■ Passage ■
──────────────────────────────
- Country of origin: United States
- Original language: English

Production
- Production locations: CNN Time Warner Center Studios, New York
- Camera setup: Multi-camera
- Running time: 60 minutes
- Production company: 3 Arts Entertainment

Original release
- Network: CNN
- Release: October 25, 2008 – March 28, 2009

= D. L. Hughley Breaks the News =

American news show

D. L. Hughley Breaks the News is an American news show that aired on CNN from October 25, 2008 to March 2009, hosted and head written by comedian D. L. Hughley. On March 9, 2009, CNN announced that Hughley would be ending the show due to a desire to work in Los Angeles and be closer to his family. He plans to continue his work with CNN as a Los Angeles–based contributor for the network.

On the show's finale, Hughley did a report about the legalization of marijuana. He took the show into a medical marijuana dispensary to get his doctor's prescription refilled for chronic back pain, but CNN censored that portion of the segment.
──────────────────────────────
■ What to work on ■
**a.** In the passage on D. L. Hughley Breaks the News, what reason did CNN give for Hughley ending the show?
**b.** Reproduce the passage on D. L. Hughley Breaks the News between "Original release" and "for the network.", inclusive.

Free-text object descriptions
──────────────────────────────
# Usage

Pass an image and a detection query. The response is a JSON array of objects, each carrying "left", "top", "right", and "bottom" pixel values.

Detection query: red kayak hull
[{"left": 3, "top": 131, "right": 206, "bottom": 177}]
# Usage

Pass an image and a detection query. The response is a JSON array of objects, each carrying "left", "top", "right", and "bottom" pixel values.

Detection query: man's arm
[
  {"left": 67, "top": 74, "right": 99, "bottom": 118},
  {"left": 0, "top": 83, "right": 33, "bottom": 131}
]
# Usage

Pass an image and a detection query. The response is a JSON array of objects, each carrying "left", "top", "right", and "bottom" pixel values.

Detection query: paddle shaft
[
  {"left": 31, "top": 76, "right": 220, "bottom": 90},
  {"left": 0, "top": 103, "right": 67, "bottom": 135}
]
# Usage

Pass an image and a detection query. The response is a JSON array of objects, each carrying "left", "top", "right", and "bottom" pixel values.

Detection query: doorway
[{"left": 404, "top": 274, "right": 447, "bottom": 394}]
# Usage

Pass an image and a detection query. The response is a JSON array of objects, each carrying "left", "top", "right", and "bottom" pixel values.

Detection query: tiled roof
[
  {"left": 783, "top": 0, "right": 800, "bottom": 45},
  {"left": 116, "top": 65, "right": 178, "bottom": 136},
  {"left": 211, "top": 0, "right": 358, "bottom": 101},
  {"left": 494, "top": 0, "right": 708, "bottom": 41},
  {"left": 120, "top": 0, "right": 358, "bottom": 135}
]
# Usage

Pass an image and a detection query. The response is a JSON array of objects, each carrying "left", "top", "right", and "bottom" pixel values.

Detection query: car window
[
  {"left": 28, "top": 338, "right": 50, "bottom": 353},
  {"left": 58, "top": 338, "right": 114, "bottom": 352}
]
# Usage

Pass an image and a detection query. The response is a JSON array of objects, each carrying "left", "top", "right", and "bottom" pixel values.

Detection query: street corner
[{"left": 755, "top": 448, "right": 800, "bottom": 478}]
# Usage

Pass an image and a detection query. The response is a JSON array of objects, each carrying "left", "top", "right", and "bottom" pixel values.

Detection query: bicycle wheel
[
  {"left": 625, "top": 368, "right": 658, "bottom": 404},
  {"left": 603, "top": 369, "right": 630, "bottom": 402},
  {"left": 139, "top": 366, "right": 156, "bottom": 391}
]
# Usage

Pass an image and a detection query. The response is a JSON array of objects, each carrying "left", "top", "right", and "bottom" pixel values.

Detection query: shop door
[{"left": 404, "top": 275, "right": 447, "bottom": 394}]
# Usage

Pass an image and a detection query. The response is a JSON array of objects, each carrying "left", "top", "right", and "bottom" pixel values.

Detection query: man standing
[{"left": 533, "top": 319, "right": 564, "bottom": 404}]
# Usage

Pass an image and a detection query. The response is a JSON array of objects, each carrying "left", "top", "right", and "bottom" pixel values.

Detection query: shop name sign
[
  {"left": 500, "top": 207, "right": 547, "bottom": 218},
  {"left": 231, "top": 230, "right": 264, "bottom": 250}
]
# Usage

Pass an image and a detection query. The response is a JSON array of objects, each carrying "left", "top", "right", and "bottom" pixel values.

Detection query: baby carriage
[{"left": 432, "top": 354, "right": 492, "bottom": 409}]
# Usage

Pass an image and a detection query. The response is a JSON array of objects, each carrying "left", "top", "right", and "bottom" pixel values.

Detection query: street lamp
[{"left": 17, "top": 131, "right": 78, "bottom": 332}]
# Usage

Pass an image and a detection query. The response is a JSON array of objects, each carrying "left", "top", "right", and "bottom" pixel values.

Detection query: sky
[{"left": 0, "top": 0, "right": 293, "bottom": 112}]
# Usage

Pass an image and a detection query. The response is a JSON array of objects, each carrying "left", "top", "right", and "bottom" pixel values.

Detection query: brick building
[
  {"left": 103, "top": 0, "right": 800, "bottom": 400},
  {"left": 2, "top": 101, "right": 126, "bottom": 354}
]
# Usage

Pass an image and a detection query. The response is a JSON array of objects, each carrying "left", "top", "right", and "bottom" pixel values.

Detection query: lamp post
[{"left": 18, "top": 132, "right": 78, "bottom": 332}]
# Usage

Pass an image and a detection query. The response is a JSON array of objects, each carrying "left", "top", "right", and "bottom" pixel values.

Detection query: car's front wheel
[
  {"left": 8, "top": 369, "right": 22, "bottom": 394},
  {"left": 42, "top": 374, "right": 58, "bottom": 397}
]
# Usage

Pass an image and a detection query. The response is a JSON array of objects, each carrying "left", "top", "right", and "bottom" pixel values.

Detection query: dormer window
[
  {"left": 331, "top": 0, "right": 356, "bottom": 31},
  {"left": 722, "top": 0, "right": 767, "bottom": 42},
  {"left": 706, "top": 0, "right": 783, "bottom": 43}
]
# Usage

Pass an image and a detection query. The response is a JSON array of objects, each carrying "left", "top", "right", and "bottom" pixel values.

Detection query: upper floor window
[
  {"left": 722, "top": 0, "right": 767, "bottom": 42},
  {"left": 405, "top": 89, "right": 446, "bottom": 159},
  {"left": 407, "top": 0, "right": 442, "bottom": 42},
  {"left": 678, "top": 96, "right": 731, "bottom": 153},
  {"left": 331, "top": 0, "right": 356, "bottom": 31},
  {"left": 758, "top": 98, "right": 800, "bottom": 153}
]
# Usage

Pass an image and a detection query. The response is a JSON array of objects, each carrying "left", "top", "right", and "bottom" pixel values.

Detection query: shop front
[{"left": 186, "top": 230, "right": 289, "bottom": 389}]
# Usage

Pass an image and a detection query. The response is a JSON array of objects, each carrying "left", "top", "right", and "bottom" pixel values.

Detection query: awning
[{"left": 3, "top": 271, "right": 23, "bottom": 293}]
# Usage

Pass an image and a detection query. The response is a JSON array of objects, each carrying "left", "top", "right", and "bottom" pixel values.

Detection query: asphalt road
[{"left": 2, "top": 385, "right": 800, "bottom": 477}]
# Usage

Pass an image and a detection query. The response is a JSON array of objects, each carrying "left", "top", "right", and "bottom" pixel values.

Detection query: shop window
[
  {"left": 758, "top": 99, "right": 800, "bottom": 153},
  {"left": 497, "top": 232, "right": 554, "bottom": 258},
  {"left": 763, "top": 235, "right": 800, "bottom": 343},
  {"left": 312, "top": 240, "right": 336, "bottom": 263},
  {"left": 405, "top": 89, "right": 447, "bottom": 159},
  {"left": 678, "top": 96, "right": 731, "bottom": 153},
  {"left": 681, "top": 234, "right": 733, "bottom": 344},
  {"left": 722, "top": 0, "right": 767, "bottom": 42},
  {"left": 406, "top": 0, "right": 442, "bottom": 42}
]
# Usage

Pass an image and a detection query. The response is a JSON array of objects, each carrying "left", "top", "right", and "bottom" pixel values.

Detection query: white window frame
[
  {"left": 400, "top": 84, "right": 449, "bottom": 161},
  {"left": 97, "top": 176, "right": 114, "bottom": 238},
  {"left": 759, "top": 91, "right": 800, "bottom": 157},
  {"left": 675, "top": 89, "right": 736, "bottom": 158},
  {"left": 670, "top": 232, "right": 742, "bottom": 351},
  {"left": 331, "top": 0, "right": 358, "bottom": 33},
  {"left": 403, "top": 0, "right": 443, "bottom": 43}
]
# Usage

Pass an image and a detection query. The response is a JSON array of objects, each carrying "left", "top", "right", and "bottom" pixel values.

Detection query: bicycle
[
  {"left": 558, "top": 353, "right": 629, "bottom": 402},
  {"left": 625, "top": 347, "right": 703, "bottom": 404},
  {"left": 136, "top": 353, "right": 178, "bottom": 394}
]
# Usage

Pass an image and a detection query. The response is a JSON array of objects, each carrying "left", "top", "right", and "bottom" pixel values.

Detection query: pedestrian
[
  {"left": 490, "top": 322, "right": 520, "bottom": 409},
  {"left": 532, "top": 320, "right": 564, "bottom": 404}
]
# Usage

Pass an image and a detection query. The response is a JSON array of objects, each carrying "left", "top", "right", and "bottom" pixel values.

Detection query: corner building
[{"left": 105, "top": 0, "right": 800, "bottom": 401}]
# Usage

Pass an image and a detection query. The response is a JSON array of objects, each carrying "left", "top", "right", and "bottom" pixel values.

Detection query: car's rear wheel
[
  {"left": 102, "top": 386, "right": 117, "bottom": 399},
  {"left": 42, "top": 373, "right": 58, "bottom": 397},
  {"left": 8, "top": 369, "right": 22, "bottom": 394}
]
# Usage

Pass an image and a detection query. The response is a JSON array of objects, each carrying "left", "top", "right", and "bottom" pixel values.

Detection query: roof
──────────────────────────────
■ Answers to each task ■
**a.** He wanted to work in Los Angeles and be closer to his family.

**b.**
Original release
- Network: CNN
- Release: October 25, 2008 – March 28, 2009

= D. L. Hughley Breaks the News =

American news show

D. L. Hughley Breaks the News is an American news show that aired on CNN from October 25, 2008 to March 2009, hosted and head written by comedian D. L. Hughley. On March 9, 2009, CNN announced that Hughley would be ending the show due to a desire to work in Los Angeles and be closer to his family. He plans to continue his work with CNN as a Los Angeles–based contributor for the network.